• _Task description_:
From the post on email subject fields and spam below, return verbatim the part that opens with the words containing "True. Here’s my" and closes with "to certain folders.".

Subject Fields – A Way To Foil Spam?

By | February 13, 2004

What to put in the Subject field these days to avoid spam filters?

Clive of collision detection (who, incidentally, wrote a first class piece about European virus writers for the NYT) points out that the spam “battle has now claimed its first linguistic casualty. It occurred to me yesterday that you can no longer send an email to anyone with the sole word “hello” in the message header.” That’s because the recipient (and almost certainly any spam utility) would regard it as spam, and so chuck it out.

His conclusion: “If you want to appear human-like, put a human-like message header on your email. And that means you can’t say just “hello” or “hi,” because that no longer qualifies as a human-like message.”

True. Here’s my tuppence’ worth: What I’d like to see are some creative methods to communicate with each other. Here are some suggestions:

  • Members of the same family could use a code word in the subject field like [rabbit] which should get it past Bayesian spam filters, once those filters have been educated a bit.
  • Friends and colleagues communicate with one another by more elaborate subject fields: [Meeting] postponed, goof off until three pm or [Wedding] Er, it’s off. The idea is that the bit in parentheses stays the same, as an indicator, while the rest of the subject field changes.
  • Users can then set up filters which funnel emails containing those [] codes directly to certain folders.
  • The overriding principle is that the Header field should a) provide some seriously useful information about what’s in the email, and b) carry with it some sort of [category]. I’m no expert on Bayes, but I figure this would really help the filtering process.

The bottom line is this: Subject headers should be another line of defence against spam. If we used them better than ‘hi!’ or ‘hello’ we could frustrate spammers who would themselves have to put a lot more effort into generating credible headers. That just might make it uneconomic enough.

• _Given entries_:
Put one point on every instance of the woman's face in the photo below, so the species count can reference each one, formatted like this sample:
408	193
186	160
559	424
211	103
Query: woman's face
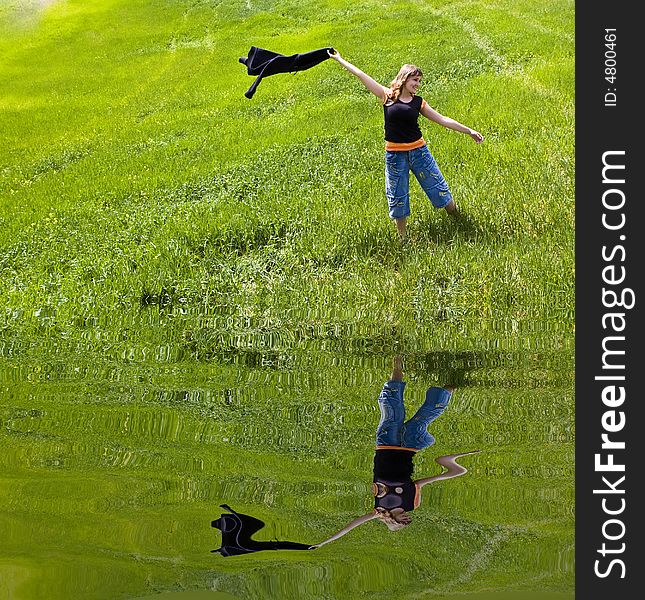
412	84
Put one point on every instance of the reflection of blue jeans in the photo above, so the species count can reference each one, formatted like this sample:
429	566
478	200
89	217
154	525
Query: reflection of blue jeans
393	431
398	165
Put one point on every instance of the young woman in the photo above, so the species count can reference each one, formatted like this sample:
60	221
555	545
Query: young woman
396	494
405	148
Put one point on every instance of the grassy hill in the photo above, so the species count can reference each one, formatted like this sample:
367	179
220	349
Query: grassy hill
200	295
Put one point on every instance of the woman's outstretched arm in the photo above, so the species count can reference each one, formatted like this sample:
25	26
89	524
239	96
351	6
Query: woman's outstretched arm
450	462
433	115
355	523
373	86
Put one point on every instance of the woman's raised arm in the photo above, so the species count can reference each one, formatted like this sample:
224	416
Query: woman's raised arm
373	86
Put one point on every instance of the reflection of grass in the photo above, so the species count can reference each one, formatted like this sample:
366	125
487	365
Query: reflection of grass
154	217
129	465
150	180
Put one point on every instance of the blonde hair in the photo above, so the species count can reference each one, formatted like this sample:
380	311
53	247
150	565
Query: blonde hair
399	81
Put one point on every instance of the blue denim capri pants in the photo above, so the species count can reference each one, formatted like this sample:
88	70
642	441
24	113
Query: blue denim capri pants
398	165
394	430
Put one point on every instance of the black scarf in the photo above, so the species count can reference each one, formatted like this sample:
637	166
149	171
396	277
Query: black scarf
263	63
237	530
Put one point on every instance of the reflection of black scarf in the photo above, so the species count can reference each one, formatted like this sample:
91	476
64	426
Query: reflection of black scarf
263	63
237	530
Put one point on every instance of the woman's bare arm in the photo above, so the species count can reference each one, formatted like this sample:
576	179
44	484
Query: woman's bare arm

• _Answer to this task_:
True. Here’s my tuppence’ worth: What I’d like to see are some creative methods to communicate with each other. Here are some suggestions:

  • Members of the same family could use a code word in the subject field like [rabbit] which should get it past Bayesian spam filters, once those filters have been educated a bit.
  • Friends and colleagues communicate with one another by more elaborate subject fields: [Meeting] postponed, goof off until three pm or [Wedding] Er, it’s off. The idea is that the bit in parentheses stays the same, as an indicator, while the rest of the subject field changes.
  • Users can then set up filters which funnel emails containing those [] codes directly to certain folders.